▸ **Task statement**
Omit all pictures, then retype the data exactly as given.

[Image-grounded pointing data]
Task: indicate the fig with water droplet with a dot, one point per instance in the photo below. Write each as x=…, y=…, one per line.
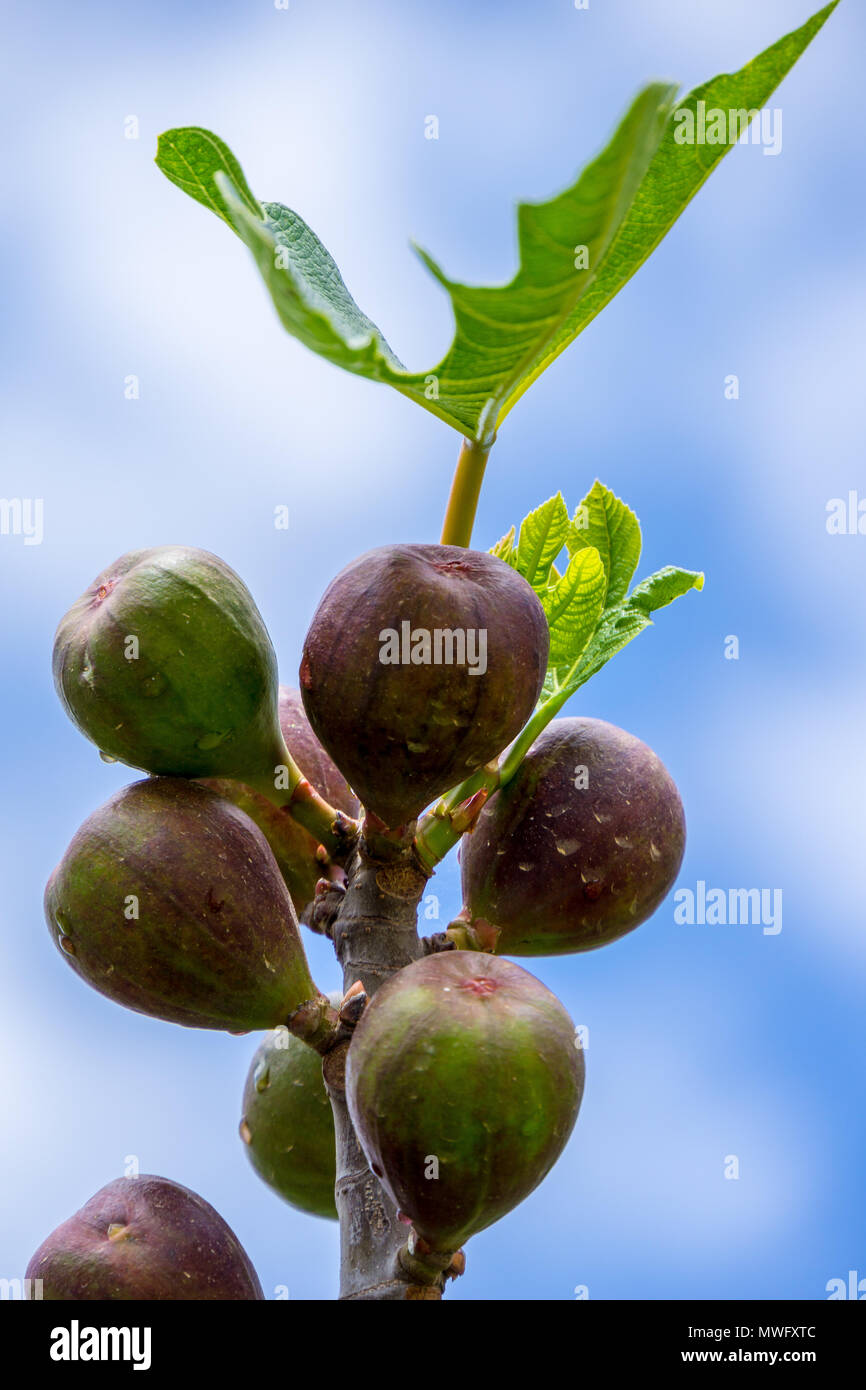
x=420, y=665
x=293, y=847
x=578, y=848
x=170, y=901
x=463, y=1082
x=164, y=662
x=288, y=1123
x=145, y=1237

▸ **Response below**
Task: indicate the fig with water droplet with a dot, one point per instance in the photo below. Write each as x=…, y=…, one per line.
x=420, y=665
x=293, y=847
x=578, y=848
x=170, y=901
x=463, y=1082
x=164, y=662
x=288, y=1123
x=145, y=1237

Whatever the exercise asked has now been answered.